Data section:
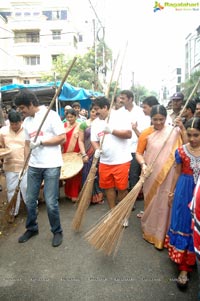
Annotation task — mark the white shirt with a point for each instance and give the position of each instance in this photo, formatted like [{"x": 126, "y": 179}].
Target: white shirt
[
  {"x": 44, "y": 156},
  {"x": 115, "y": 149},
  {"x": 136, "y": 115}
]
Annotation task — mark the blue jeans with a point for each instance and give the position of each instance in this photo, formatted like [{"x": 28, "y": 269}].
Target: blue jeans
[{"x": 35, "y": 176}]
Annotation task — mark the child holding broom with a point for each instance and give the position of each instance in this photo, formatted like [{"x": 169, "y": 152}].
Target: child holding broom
[{"x": 179, "y": 239}]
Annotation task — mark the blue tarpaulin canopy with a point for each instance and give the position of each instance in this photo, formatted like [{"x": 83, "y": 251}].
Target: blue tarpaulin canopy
[{"x": 68, "y": 92}]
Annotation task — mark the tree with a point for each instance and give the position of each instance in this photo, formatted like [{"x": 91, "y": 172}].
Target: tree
[{"x": 86, "y": 70}]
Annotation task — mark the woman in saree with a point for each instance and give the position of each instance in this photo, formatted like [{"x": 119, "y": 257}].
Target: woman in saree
[
  {"x": 156, "y": 216},
  {"x": 72, "y": 185},
  {"x": 87, "y": 152}
]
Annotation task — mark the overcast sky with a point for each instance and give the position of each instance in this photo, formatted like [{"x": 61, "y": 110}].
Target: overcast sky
[{"x": 156, "y": 40}]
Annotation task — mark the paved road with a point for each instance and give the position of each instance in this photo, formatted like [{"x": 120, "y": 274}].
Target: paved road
[{"x": 75, "y": 271}]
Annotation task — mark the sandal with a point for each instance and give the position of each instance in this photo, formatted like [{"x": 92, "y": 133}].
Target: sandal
[
  {"x": 139, "y": 215},
  {"x": 182, "y": 280}
]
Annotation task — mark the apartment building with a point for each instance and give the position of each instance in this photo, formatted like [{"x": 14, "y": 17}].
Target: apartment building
[{"x": 32, "y": 35}]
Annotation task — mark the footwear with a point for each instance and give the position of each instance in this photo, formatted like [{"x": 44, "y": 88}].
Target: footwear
[
  {"x": 57, "y": 239},
  {"x": 125, "y": 223},
  {"x": 27, "y": 235},
  {"x": 139, "y": 215},
  {"x": 182, "y": 280}
]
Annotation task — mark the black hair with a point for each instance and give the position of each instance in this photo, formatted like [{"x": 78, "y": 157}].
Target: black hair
[
  {"x": 14, "y": 116},
  {"x": 151, "y": 101},
  {"x": 194, "y": 123},
  {"x": 158, "y": 109},
  {"x": 128, "y": 93},
  {"x": 71, "y": 111},
  {"x": 26, "y": 97},
  {"x": 191, "y": 105},
  {"x": 102, "y": 102}
]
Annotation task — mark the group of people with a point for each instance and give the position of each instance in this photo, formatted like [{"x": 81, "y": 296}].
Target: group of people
[{"x": 126, "y": 139}]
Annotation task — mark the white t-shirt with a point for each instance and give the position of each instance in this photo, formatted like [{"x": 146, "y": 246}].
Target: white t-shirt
[
  {"x": 115, "y": 150},
  {"x": 44, "y": 156},
  {"x": 136, "y": 115}
]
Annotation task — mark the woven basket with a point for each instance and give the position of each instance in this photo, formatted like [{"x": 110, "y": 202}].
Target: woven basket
[{"x": 72, "y": 164}]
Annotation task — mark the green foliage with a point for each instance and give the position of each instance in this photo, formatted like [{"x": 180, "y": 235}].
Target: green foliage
[{"x": 85, "y": 71}]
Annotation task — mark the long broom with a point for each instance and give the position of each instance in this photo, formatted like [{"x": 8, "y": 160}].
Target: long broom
[
  {"x": 10, "y": 209},
  {"x": 86, "y": 191},
  {"x": 107, "y": 234}
]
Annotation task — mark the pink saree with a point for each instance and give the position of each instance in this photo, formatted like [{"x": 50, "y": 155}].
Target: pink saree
[{"x": 156, "y": 217}]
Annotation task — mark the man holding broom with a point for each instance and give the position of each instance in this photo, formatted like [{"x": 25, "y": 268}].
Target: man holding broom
[
  {"x": 114, "y": 153},
  {"x": 44, "y": 163},
  {"x": 12, "y": 136}
]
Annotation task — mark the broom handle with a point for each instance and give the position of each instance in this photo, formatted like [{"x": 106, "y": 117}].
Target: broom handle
[
  {"x": 113, "y": 96},
  {"x": 46, "y": 114},
  {"x": 181, "y": 113},
  {"x": 111, "y": 78}
]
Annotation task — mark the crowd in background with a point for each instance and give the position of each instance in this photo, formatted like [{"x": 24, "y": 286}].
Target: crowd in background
[{"x": 125, "y": 139}]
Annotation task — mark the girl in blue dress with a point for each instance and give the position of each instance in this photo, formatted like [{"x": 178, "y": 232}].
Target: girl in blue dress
[{"x": 179, "y": 239}]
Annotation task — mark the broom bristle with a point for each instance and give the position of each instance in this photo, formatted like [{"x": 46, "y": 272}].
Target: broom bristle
[
  {"x": 106, "y": 235},
  {"x": 84, "y": 199}
]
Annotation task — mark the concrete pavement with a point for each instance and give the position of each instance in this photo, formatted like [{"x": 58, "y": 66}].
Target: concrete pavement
[{"x": 75, "y": 271}]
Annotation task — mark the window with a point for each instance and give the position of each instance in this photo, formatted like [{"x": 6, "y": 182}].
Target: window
[
  {"x": 26, "y": 81},
  {"x": 5, "y": 82},
  {"x": 54, "y": 57},
  {"x": 32, "y": 60},
  {"x": 27, "y": 37},
  {"x": 56, "y": 15},
  {"x": 56, "y": 34}
]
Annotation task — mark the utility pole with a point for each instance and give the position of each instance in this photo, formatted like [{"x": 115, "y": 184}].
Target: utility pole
[{"x": 95, "y": 57}]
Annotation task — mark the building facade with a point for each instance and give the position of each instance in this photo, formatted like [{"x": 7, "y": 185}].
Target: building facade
[{"x": 32, "y": 36}]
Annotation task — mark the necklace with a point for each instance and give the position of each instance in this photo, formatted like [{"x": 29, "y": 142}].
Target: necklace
[{"x": 193, "y": 150}]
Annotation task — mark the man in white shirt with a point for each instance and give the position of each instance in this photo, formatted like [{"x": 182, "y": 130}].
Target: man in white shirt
[
  {"x": 13, "y": 137},
  {"x": 44, "y": 163},
  {"x": 115, "y": 156}
]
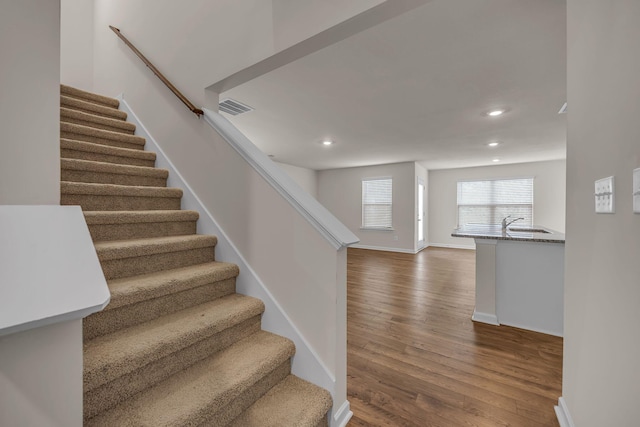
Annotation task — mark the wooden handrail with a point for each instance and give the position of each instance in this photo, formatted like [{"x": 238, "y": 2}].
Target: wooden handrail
[{"x": 176, "y": 92}]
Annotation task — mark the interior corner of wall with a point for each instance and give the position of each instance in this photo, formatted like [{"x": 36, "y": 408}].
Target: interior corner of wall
[{"x": 211, "y": 99}]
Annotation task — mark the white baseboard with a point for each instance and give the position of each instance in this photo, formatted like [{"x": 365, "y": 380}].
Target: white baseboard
[
  {"x": 491, "y": 319},
  {"x": 446, "y": 245},
  {"x": 563, "y": 415},
  {"x": 386, "y": 249},
  {"x": 342, "y": 415},
  {"x": 306, "y": 363},
  {"x": 530, "y": 328}
]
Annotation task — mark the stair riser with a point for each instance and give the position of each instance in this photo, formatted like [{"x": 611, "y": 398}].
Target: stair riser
[
  {"x": 91, "y": 202},
  {"x": 108, "y": 395},
  {"x": 107, "y": 321},
  {"x": 125, "y": 130},
  {"x": 219, "y": 417},
  {"x": 111, "y": 178},
  {"x": 107, "y": 232},
  {"x": 127, "y": 267},
  {"x": 101, "y": 141},
  {"x": 99, "y": 157},
  {"x": 98, "y": 110}
]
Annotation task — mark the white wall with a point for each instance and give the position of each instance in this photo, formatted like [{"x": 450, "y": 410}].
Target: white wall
[
  {"x": 340, "y": 191},
  {"x": 305, "y": 178},
  {"x": 190, "y": 43},
  {"x": 601, "y": 376},
  {"x": 548, "y": 188},
  {"x": 41, "y": 376},
  {"x": 76, "y": 43},
  {"x": 40, "y": 369},
  {"x": 29, "y": 110}
]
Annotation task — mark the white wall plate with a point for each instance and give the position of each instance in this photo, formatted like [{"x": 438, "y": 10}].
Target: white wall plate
[
  {"x": 604, "y": 195},
  {"x": 636, "y": 190}
]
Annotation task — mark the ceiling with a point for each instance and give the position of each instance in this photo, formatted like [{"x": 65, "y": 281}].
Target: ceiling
[{"x": 417, "y": 88}]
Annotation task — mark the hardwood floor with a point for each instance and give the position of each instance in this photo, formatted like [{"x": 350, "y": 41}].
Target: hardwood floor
[{"x": 415, "y": 357}]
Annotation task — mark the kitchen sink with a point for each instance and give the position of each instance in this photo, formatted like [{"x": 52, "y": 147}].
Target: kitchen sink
[{"x": 528, "y": 230}]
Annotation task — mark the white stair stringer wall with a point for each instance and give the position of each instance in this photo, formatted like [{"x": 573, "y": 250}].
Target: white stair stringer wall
[{"x": 307, "y": 362}]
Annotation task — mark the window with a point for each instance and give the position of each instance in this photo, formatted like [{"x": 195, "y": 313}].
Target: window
[
  {"x": 487, "y": 202},
  {"x": 376, "y": 203}
]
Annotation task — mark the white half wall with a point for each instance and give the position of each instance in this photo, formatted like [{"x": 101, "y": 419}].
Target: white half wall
[
  {"x": 601, "y": 378},
  {"x": 41, "y": 376},
  {"x": 340, "y": 191},
  {"x": 305, "y": 178},
  {"x": 30, "y": 106},
  {"x": 76, "y": 43},
  {"x": 548, "y": 188}
]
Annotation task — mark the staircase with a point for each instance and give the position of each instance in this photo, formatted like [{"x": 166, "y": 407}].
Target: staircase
[{"x": 176, "y": 346}]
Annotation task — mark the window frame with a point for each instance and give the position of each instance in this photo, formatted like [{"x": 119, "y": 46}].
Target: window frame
[
  {"x": 531, "y": 178},
  {"x": 362, "y": 204}
]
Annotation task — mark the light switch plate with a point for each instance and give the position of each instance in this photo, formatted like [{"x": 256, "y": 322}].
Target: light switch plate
[
  {"x": 636, "y": 190},
  {"x": 605, "y": 195}
]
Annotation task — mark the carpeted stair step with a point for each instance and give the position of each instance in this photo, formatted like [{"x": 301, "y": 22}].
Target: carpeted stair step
[
  {"x": 111, "y": 197},
  {"x": 138, "y": 299},
  {"x": 77, "y": 170},
  {"x": 86, "y": 119},
  {"x": 99, "y": 136},
  {"x": 292, "y": 399},
  {"x": 125, "y": 258},
  {"x": 70, "y": 149},
  {"x": 89, "y": 96},
  {"x": 213, "y": 391},
  {"x": 91, "y": 108},
  {"x": 118, "y": 365},
  {"x": 120, "y": 225}
]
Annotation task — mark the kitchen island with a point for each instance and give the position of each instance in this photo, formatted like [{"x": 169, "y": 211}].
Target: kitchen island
[{"x": 519, "y": 276}]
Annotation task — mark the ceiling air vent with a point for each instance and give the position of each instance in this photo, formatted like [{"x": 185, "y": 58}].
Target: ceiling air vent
[{"x": 233, "y": 107}]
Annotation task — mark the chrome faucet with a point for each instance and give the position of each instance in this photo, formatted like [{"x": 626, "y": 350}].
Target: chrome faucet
[{"x": 506, "y": 223}]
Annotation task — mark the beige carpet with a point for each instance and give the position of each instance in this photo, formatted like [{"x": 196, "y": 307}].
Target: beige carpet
[{"x": 176, "y": 346}]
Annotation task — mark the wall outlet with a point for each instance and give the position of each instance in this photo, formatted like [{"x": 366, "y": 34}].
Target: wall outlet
[
  {"x": 636, "y": 190},
  {"x": 604, "y": 195}
]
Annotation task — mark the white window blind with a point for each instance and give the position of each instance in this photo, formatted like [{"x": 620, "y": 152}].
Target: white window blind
[
  {"x": 377, "y": 203},
  {"x": 487, "y": 202}
]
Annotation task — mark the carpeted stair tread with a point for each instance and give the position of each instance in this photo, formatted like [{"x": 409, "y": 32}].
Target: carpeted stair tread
[
  {"x": 100, "y": 136},
  {"x": 138, "y": 299},
  {"x": 196, "y": 395},
  {"x": 120, "y": 225},
  {"x": 82, "y": 150},
  {"x": 131, "y": 290},
  {"x": 92, "y": 108},
  {"x": 292, "y": 399},
  {"x": 89, "y": 96},
  {"x": 69, "y": 115},
  {"x": 117, "y": 190},
  {"x": 104, "y": 167},
  {"x": 116, "y": 249},
  {"x": 88, "y": 171},
  {"x": 110, "y": 356}
]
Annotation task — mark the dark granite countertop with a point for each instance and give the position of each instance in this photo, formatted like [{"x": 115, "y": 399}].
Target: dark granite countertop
[{"x": 534, "y": 233}]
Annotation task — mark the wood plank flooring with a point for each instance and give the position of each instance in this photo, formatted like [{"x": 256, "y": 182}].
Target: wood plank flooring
[{"x": 415, "y": 357}]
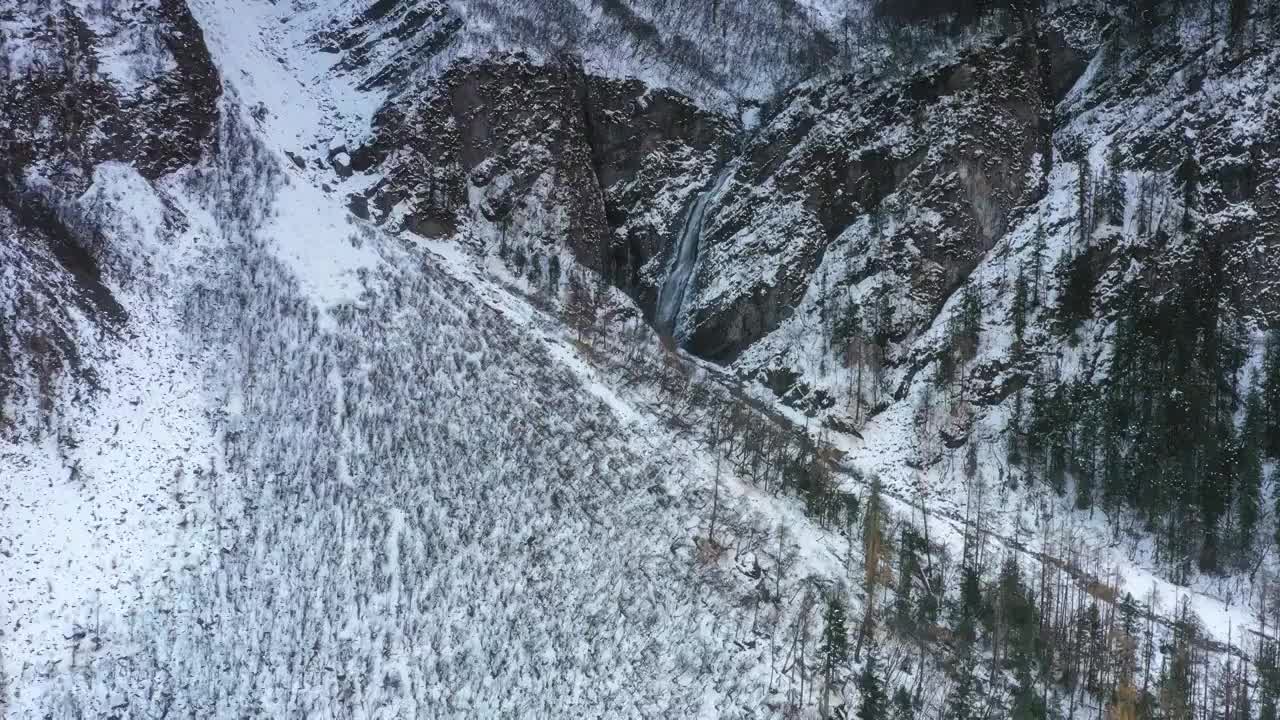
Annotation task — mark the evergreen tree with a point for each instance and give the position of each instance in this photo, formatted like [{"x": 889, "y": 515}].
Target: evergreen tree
[
  {"x": 1269, "y": 682},
  {"x": 553, "y": 272},
  {"x": 1271, "y": 393},
  {"x": 871, "y": 688},
  {"x": 967, "y": 695},
  {"x": 903, "y": 707},
  {"x": 969, "y": 609},
  {"x": 835, "y": 642}
]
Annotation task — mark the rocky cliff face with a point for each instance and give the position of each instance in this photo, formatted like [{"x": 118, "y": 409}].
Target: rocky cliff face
[
  {"x": 71, "y": 100},
  {"x": 913, "y": 181},
  {"x": 511, "y": 151}
]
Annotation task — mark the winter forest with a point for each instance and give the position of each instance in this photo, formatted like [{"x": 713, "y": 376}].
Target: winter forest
[{"x": 798, "y": 359}]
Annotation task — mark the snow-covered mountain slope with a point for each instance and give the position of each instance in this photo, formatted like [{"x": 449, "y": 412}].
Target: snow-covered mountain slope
[
  {"x": 316, "y": 399},
  {"x": 330, "y": 472}
]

Written problem:
Repeat only the stretch of lines starting at the one containing "Annotation task — mark the rocky" and running to the final line of the entries above.

Written reply:
Annotation task — mark the rocky cliff face with a point for each instance and give the position of each instance in this photo, formatted like [{"x": 118, "y": 409}].
Target: rocky cliff face
[
  {"x": 71, "y": 100},
  {"x": 913, "y": 181},
  {"x": 511, "y": 151}
]
Annotation task — mark the winter forest with a point for each instance and give the position of each instance in this photo, formatted like [{"x": 713, "y": 376}].
Target: winter forest
[{"x": 798, "y": 359}]
Annotation task — mark the snow-covered mountain slope with a point for each instance and give the position of each instance in this photo, formatted like [{"x": 449, "y": 412}].
Target: snow-covered mountain slope
[
  {"x": 316, "y": 399},
  {"x": 330, "y": 472}
]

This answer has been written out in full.